PROMPT: Every line below that mentions the word "stork" should be copied out.

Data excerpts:
§ §

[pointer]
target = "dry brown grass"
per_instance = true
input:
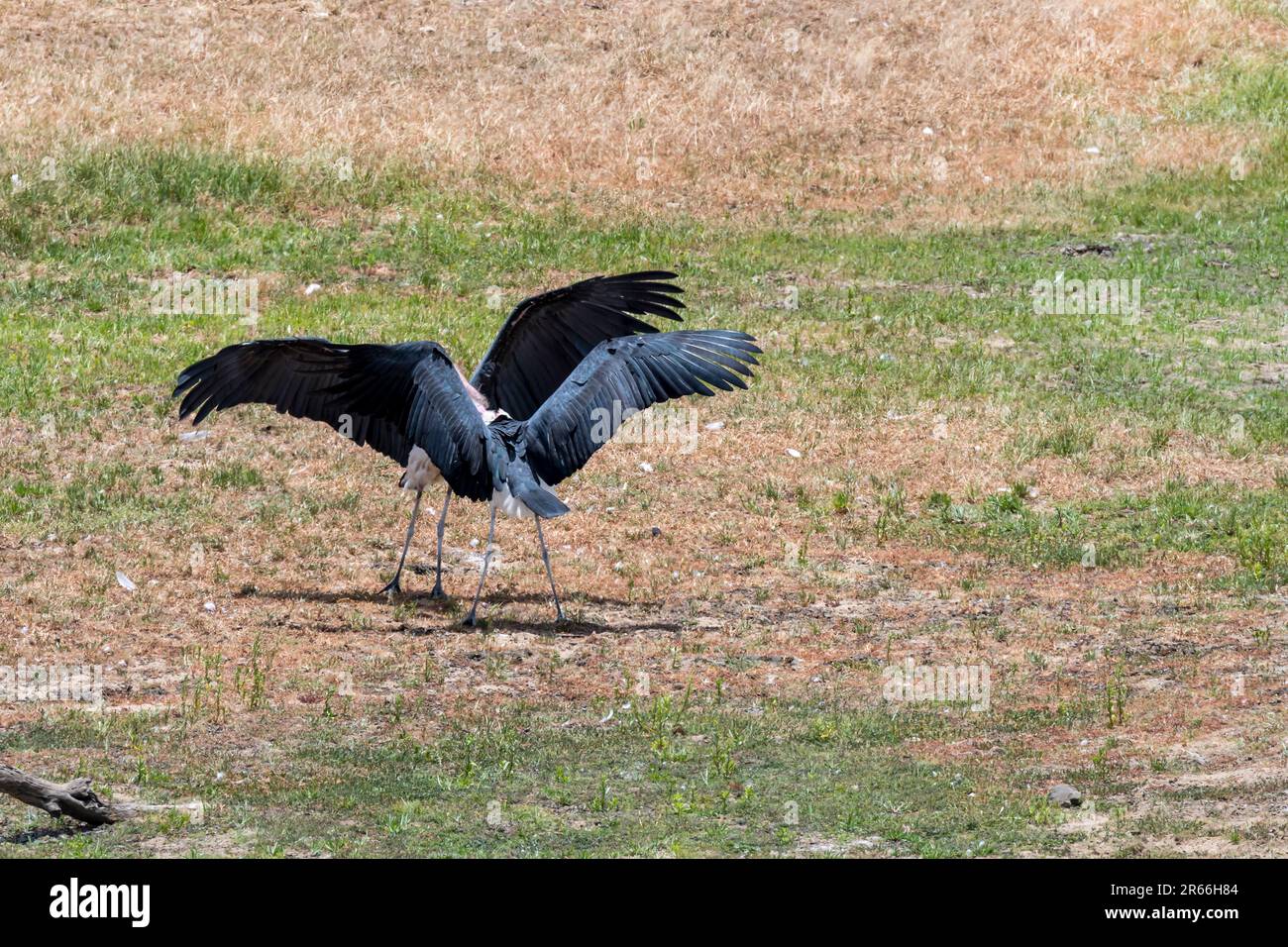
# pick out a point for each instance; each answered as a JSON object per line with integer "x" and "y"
{"x": 704, "y": 107}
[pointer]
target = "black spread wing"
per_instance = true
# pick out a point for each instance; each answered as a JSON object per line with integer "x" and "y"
{"x": 445, "y": 423}
{"x": 390, "y": 397}
{"x": 636, "y": 372}
{"x": 546, "y": 337}
{"x": 361, "y": 390}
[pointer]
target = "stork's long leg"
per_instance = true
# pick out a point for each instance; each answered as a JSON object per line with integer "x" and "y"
{"x": 438, "y": 570}
{"x": 487, "y": 561}
{"x": 550, "y": 575}
{"x": 394, "y": 585}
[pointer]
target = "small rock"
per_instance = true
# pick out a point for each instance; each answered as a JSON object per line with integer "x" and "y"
{"x": 1064, "y": 795}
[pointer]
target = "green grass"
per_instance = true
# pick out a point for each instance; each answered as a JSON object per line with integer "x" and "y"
{"x": 671, "y": 777}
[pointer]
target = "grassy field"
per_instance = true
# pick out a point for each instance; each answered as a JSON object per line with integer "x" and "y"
{"x": 1094, "y": 506}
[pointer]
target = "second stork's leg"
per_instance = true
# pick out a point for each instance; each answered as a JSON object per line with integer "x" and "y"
{"x": 472, "y": 618}
{"x": 550, "y": 575}
{"x": 438, "y": 570}
{"x": 394, "y": 585}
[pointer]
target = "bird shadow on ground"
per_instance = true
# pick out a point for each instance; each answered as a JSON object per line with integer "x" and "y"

§ §

TASK ANSWER:
target = "stork's long leg"
target = "second stork's leg"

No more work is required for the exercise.